EXERCISE OBJECTIVE :: Scan the listing below. Report each line that includes "concrete".

*** EXCERPTED RECORDS ***

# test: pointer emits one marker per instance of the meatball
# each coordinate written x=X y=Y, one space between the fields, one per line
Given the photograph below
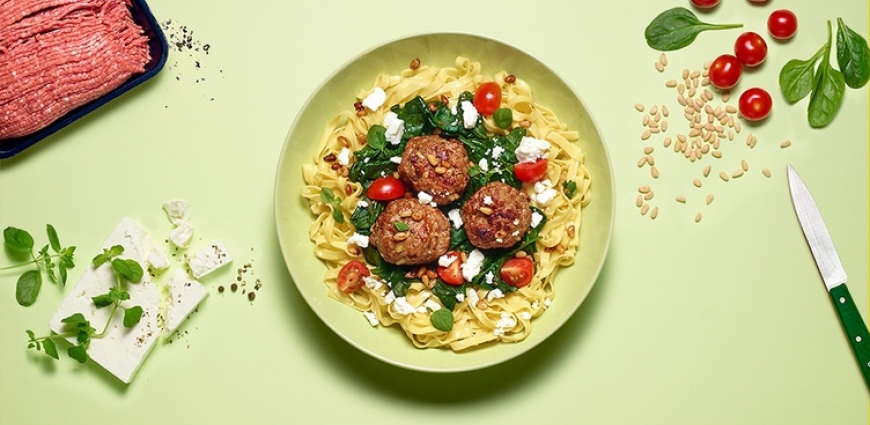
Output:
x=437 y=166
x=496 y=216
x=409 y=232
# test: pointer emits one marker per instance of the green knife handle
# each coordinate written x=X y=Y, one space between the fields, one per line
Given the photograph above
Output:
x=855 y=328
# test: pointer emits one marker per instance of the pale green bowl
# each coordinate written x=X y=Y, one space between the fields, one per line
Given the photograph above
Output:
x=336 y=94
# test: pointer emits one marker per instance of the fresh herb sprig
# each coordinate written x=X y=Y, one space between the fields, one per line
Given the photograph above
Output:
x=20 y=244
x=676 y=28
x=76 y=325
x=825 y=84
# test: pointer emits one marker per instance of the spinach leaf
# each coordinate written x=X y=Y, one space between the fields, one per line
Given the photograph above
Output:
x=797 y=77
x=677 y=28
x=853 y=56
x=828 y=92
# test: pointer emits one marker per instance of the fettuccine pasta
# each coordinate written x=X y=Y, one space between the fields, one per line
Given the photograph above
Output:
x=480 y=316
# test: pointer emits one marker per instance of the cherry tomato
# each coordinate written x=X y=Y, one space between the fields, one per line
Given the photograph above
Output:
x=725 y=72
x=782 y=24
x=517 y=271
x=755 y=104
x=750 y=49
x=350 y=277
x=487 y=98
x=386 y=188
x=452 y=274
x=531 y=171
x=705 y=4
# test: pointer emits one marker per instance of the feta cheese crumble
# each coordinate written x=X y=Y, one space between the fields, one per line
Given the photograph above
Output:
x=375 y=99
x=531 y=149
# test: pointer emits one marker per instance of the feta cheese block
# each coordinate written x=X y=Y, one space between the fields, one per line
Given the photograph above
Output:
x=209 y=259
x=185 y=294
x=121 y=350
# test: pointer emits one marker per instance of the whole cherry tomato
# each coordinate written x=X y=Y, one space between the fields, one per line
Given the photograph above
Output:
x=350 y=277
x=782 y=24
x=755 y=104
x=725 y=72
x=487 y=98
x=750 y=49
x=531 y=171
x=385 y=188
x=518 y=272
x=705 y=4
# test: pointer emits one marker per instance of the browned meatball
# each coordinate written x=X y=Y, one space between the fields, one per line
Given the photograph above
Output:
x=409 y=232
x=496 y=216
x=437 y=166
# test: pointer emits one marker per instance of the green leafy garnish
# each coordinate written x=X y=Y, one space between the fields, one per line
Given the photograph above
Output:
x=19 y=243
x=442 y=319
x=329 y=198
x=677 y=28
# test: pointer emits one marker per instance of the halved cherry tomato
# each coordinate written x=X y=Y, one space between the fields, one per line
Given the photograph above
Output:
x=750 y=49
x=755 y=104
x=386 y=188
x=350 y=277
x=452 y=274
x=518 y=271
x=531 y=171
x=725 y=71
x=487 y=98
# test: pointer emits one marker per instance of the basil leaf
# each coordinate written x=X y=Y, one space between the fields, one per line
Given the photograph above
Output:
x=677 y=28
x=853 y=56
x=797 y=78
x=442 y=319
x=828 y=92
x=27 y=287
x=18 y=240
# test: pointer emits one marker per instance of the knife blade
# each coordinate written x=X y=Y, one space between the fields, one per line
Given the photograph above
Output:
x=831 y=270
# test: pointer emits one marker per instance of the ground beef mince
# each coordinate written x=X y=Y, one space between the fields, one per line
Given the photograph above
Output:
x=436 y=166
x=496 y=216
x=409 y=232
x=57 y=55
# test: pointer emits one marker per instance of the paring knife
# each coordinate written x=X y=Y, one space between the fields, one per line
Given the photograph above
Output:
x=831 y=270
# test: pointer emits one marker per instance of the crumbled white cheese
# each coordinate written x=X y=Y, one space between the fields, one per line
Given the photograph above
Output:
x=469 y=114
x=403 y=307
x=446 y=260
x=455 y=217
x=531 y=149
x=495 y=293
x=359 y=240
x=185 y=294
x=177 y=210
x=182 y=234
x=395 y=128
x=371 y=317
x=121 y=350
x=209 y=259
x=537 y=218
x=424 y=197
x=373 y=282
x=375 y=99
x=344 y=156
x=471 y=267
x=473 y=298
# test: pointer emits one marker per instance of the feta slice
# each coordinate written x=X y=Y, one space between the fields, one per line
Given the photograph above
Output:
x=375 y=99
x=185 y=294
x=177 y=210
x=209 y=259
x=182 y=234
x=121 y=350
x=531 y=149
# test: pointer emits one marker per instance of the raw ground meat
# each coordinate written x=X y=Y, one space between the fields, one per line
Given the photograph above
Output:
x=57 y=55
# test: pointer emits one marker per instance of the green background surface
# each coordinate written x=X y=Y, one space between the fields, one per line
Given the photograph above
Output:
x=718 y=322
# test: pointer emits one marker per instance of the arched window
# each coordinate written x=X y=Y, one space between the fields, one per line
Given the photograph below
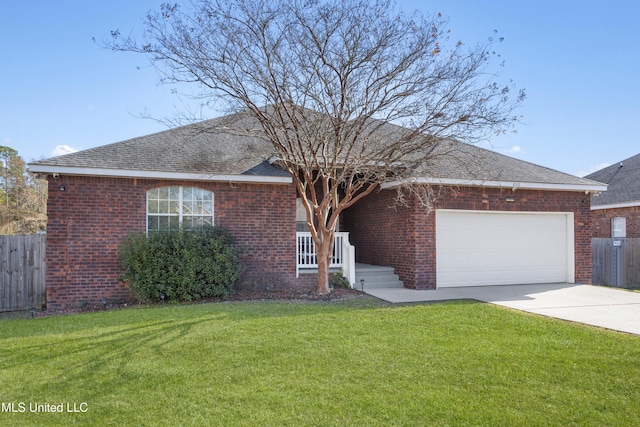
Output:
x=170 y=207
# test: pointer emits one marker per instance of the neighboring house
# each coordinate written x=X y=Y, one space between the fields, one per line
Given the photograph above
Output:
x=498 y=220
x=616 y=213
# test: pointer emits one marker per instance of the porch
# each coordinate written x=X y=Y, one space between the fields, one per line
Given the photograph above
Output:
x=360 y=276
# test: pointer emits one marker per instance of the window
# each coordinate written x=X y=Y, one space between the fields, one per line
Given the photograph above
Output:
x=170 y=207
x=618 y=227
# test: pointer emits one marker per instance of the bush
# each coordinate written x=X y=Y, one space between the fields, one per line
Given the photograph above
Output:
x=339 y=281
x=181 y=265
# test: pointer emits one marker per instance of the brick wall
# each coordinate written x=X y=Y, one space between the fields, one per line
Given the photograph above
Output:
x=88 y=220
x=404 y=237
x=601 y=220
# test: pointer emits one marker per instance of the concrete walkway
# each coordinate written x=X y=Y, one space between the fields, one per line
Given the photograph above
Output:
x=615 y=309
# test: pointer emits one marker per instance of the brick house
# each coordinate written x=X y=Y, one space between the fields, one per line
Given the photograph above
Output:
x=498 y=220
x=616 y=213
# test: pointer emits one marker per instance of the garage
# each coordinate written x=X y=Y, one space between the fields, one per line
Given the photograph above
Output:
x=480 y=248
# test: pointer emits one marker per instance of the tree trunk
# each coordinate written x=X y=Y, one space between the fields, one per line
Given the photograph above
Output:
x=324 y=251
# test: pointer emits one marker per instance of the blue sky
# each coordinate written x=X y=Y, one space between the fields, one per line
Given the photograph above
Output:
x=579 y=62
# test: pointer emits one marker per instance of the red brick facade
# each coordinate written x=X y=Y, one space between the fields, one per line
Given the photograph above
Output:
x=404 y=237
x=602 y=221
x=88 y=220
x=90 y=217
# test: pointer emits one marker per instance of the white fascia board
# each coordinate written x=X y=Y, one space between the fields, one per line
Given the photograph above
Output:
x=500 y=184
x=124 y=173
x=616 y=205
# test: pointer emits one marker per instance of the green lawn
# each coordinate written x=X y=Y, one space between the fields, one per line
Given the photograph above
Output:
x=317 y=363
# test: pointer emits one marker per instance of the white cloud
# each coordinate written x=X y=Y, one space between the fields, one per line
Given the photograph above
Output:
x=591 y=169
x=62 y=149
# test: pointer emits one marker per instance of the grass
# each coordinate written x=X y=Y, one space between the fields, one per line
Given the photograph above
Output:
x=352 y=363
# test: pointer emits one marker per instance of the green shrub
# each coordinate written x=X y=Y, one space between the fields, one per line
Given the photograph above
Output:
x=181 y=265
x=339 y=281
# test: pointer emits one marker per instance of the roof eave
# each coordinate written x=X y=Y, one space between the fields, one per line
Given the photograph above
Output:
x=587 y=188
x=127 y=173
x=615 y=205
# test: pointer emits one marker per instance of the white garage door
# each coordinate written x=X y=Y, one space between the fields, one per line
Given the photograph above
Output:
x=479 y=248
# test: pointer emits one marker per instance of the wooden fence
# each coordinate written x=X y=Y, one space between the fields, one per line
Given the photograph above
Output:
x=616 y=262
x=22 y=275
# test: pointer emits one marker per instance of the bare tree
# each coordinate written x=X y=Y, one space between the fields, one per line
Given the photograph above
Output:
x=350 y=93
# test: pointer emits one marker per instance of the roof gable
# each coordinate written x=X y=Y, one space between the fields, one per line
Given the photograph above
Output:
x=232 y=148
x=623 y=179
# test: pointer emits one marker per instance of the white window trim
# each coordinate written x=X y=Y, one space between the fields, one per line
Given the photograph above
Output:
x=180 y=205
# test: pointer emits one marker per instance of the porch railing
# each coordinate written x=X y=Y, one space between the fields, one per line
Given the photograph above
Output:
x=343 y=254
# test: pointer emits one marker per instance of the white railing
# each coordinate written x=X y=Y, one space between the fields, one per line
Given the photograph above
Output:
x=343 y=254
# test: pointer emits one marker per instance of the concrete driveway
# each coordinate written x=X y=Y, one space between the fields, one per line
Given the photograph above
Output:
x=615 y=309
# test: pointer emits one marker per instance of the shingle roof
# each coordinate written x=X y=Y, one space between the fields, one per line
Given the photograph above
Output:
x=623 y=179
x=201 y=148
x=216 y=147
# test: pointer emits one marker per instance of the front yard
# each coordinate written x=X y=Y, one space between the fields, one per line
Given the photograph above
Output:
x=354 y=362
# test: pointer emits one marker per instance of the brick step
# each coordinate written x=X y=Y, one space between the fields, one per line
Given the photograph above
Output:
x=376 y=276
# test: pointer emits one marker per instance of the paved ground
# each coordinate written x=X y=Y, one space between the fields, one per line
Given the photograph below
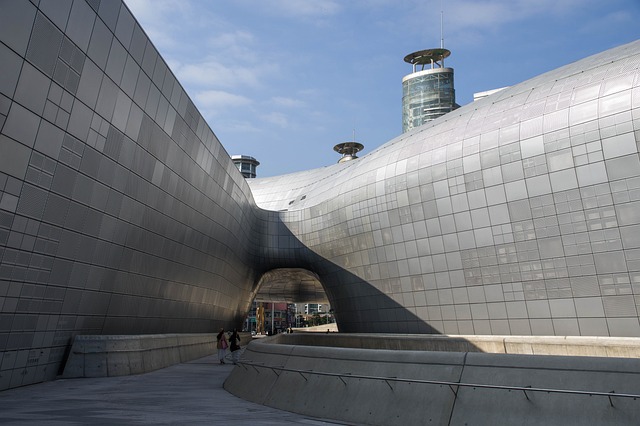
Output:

*** End of EXCERPTED RECORDS ***

EXPECTED ANSWER ::
# test: pointer emits one marker per instance of the concrete walkway
# test: pointer emits one marker per instance of the concrete driveway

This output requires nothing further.